## Исходный текст
***

Наши жены, наши матери
За победы наши молятся.
   Слово храбрых -- слово твердое,
И земли родной не выдадим;
Русских можно видеть мертвыми,
Но рабами их не видели!..
   **

0x01 graphic

  

"Каштанка"

Художник Кардовский Д.Н.

  
   Недавно зашел ко мне Эренбург и обратился с просьбой поручить фронтовым корреспондентам прислать материалы об участии в боях служебных собак. Я сразу же вспомнил, что недели три тому, когда в газете была напечатана новелла Полякова "Трофей", Илья Григорьевич похвалил ее, и не только за художественные достоинства, но и саму тему. Оказалось, что писатель очень любил собак, считал собаку настоящим другом человека, а ныне, на войне. -- и другом фронтовиков.
   Вскоре наши корреспонденты прислали для писателя материалы об удивительных историях.

***

## Записанные данные

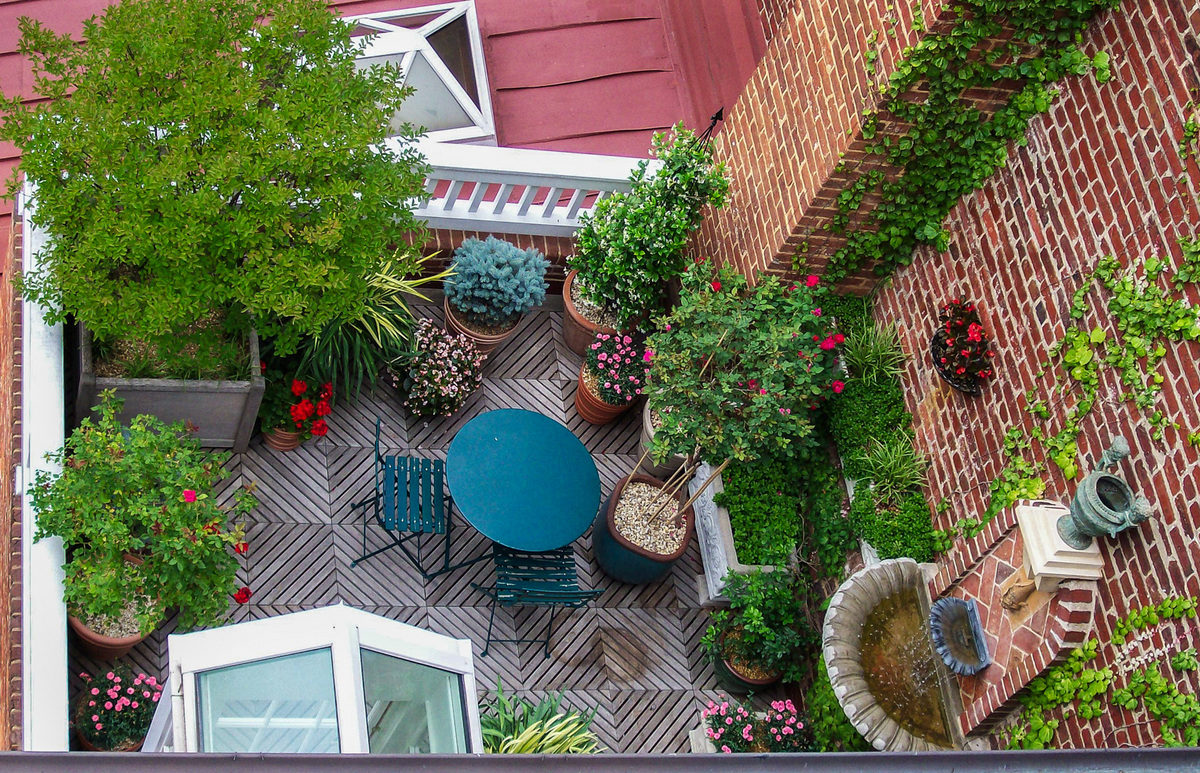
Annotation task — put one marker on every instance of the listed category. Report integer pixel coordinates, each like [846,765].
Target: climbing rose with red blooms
[965,343]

***

Продолжите текст о просьбе Эренбурга собрать материалы о служебных собаках на фронте. Начните сразу после его последнего предложения.

   С Калининского фронта. Немецкие танки приближались к нашим блиндажам, но, увидев бегущих навстречу собак, повернули назад. Это случилось после того, как подразделение Лебедева, отбило танковую атаку. Немцы тогда пустили шесть танков, которые подошли вплотную к нашим позициям. Здесь-то на танки набросились собаки. Головная машина была взорвана собакой по кличке Том. Другие танки поспешно развернулись, преследуемые собаками.
   С Юго-Западного фронта. В мае на Изюмском направлении собаки взорвали девять танков и две бронемашины.
   С Западного фронта. Отряд нартовых собак за месяц в заносы перевез 1239 раненых и доставил на передний край 327 тонн боеприпасов. Корреспондент сообщил и о таком эпизоде, происшедшем возле Сухиничей. Шотландская овчарка Боб в белом халатике ползла по поляне. Короткая пауза между атакой и контратакой. Раненые заползли в ямы или в воронки от снарядов. Боб отыскал шестнадцать раненых. Найдя человека среди снега. Боб ложится рядом и громко, тяжело дышит: я здесь! Боб ждет, не возьмет ли раненый перевязку, -- на спине у собаки походная аптечка. И Бобу не терпится -- скорей бы взять в рот брендель (кусок кожи, подвешенный к ошейнику) и подползти к санитару: иди сюда... Боб нашел семнадцатого -- лейтенанта Яковлева. Когда собака поползла за санитаром, начался минометный обстрел. Осколок оторвал у Боба сустав передней лапы. Он все же дополз до хозяина, торопя его: скорей за мной!..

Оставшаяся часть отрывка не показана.